■ Text shown ■
────────
I was diagnosed with Chronic Lymphocytic Leukaemia in February 2008. The cancer was identified following routine blood tests before a spinal surgery. My first reaction was of shock, followed quickly by false bravado which masked a severe depression. I’ve since discovered that this is common in newly-diagnosed cancer patients. Around Christmas 2008 I began passing a lot of blood in my urine and had considerable pain in my right side. But I put it down to a kidney stone. When this was investigated it was discovered (2009) that I had a tumour in my right kidney (transitional cell carcinoma) and needed an urgent Nephro-ureterectomy (removal of kidney, ureter and bladder cuff).
Unfortunately, with TCC there is very likely that it’ll return in the bladder or remaining kidney. However, I have an excellent Macmillan urology nurse specialist (Patricia Thompson at Ulster Hospital, Belfast) and I am screened regularly (including the highly unpleasant flexible cystoscopy!) to keep an eye on things.
────────
(Referring expression data)
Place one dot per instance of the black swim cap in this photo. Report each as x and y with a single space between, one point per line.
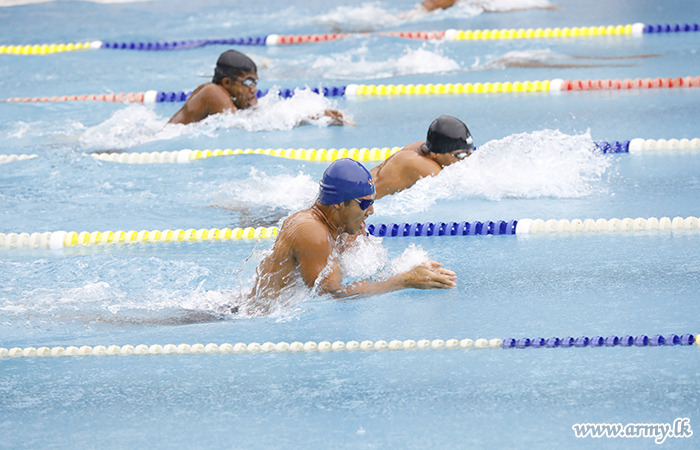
232 64
447 134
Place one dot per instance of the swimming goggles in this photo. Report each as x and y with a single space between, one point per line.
249 82
364 204
461 154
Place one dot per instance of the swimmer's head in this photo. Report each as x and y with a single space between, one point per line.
345 179
232 64
447 134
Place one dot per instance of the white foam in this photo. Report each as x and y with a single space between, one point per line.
137 124
291 192
276 113
355 65
516 58
529 165
129 127
508 5
371 16
366 17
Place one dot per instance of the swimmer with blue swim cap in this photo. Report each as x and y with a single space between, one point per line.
310 241
448 142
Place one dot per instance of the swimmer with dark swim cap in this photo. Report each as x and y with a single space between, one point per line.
233 87
448 142
308 243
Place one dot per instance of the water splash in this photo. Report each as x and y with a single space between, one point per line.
371 16
544 163
137 124
289 192
354 65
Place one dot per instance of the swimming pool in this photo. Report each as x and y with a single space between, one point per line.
534 161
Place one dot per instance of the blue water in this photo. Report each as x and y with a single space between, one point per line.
534 162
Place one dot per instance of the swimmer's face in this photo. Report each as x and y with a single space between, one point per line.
445 159
354 216
243 90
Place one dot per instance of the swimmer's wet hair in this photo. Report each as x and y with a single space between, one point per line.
232 64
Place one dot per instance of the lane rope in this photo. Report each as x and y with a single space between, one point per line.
374 154
530 226
636 29
353 90
63 239
183 156
350 346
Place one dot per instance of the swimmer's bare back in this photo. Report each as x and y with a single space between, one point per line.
206 100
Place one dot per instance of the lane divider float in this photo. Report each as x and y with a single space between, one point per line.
351 90
555 85
62 239
598 341
530 226
636 29
302 154
350 346
12 158
374 154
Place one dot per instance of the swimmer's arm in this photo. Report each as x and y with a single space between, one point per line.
429 275
391 180
312 250
212 99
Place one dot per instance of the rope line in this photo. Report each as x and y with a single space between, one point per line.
598 341
351 90
637 29
62 239
350 346
530 226
374 154
183 156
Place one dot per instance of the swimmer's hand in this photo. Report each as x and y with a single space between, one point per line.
430 275
338 117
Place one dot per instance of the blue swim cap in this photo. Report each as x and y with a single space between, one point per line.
343 180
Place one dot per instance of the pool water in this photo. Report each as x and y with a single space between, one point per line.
535 160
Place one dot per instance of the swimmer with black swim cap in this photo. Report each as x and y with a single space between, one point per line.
233 87
448 142
309 241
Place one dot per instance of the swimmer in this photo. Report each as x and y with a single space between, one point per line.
233 87
449 141
428 6
309 240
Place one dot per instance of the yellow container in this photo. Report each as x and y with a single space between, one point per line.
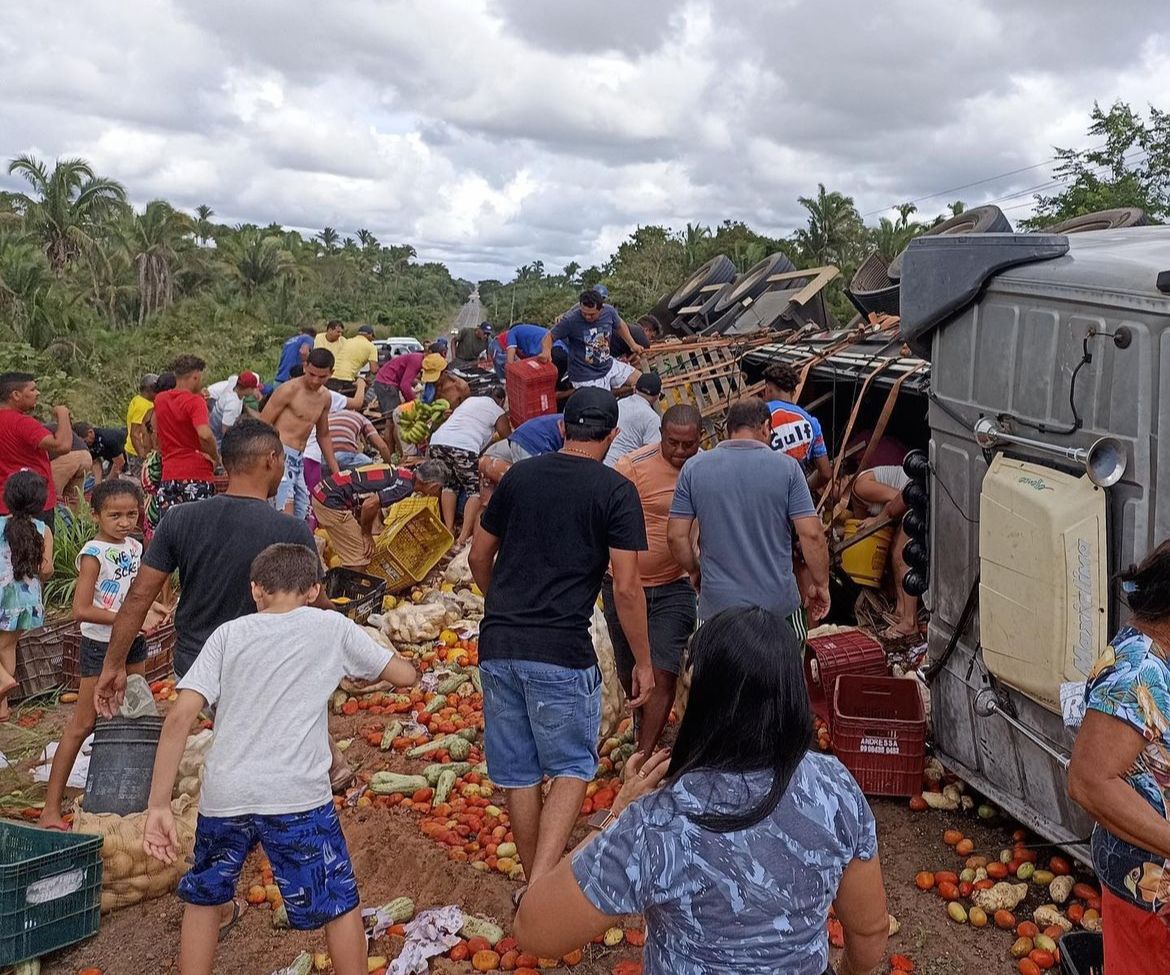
865 562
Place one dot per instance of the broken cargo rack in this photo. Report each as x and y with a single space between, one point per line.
846 356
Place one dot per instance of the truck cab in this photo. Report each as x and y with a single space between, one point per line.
1045 410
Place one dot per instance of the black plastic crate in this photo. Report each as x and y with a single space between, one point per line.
363 592
1082 953
50 891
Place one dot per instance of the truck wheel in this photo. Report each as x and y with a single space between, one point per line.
871 290
752 282
981 220
1101 220
717 270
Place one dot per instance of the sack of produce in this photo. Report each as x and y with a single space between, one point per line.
613 698
129 873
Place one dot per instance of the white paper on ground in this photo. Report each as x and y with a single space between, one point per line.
80 770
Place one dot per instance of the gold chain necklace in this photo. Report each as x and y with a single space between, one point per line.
576 453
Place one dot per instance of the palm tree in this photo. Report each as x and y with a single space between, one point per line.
834 233
152 240
25 283
694 242
67 205
204 215
329 239
903 213
255 260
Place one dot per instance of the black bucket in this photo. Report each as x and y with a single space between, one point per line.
121 764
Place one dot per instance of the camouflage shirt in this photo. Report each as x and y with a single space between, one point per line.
751 901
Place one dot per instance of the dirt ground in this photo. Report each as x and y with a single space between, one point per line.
393 858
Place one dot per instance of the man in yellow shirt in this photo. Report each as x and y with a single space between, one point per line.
138 439
331 338
352 357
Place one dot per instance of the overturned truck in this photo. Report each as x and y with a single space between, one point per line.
1030 368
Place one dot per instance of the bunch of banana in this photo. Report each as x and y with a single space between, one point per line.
418 423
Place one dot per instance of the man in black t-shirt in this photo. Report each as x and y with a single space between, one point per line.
212 546
541 564
107 446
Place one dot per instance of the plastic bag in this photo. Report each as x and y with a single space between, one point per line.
138 702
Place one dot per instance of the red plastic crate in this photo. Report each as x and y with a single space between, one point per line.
845 652
531 388
880 733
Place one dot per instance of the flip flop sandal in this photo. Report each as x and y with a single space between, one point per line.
236 913
339 783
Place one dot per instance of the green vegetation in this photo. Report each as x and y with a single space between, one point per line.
93 294
1129 165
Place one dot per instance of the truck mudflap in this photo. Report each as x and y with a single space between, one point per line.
1023 774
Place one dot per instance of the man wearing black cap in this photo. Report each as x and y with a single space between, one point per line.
639 423
539 565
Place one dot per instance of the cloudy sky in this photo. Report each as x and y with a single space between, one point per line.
493 132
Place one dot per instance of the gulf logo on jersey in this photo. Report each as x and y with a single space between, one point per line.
792 433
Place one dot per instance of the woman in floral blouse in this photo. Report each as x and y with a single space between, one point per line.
1121 774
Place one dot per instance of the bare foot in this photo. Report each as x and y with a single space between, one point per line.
47 822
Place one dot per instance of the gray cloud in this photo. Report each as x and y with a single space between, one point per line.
490 134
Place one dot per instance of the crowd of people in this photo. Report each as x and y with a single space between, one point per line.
708 563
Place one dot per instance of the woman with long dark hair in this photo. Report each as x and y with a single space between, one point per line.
1120 773
26 557
736 859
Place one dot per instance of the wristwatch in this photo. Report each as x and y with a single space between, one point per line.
601 818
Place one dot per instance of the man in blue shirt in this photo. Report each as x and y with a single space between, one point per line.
532 438
749 501
294 352
587 330
795 430
525 341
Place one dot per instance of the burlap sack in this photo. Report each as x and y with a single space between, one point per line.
129 874
613 699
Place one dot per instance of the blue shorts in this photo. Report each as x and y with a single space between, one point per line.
307 851
539 720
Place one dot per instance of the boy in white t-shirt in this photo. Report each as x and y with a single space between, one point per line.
266 776
105 568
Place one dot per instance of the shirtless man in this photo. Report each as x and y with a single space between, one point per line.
295 409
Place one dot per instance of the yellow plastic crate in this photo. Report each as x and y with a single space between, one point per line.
411 543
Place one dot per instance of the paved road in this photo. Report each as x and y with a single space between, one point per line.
469 314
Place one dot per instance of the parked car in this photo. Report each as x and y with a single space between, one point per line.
397 345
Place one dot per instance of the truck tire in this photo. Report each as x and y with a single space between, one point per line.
981 220
717 270
752 282
1100 220
871 290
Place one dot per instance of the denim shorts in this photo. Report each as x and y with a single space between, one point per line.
539 720
307 850
93 654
────────
■ Problem set ■
a – In the cancer account, what led to the Chronic Lymphocytic Leukaemia being identified?
b – Pick up the cancer account after its final sentence and continue it.

■ Exercise answers ■
a – It was identified following routine blood tests before a spinal surgery.

b –
I suppose I have settled down towards a more accepting state of mind regarding both cancers. The leukaemia is incurable but my last haematology check-up indicated that it is still progressing slowly though steadily. For me the worst part was having to tell my children. I lost my father to cancer when I was twelve and will never forget the feeling of desolation and horror I experienced when he told me the bad news.
There are days when I am so tired I wonder if it’s worth going on. But I'm stubborn and a wide streak of black humour gets me through. On the positive side I've met some wonderful, caring and inspirational people along the way.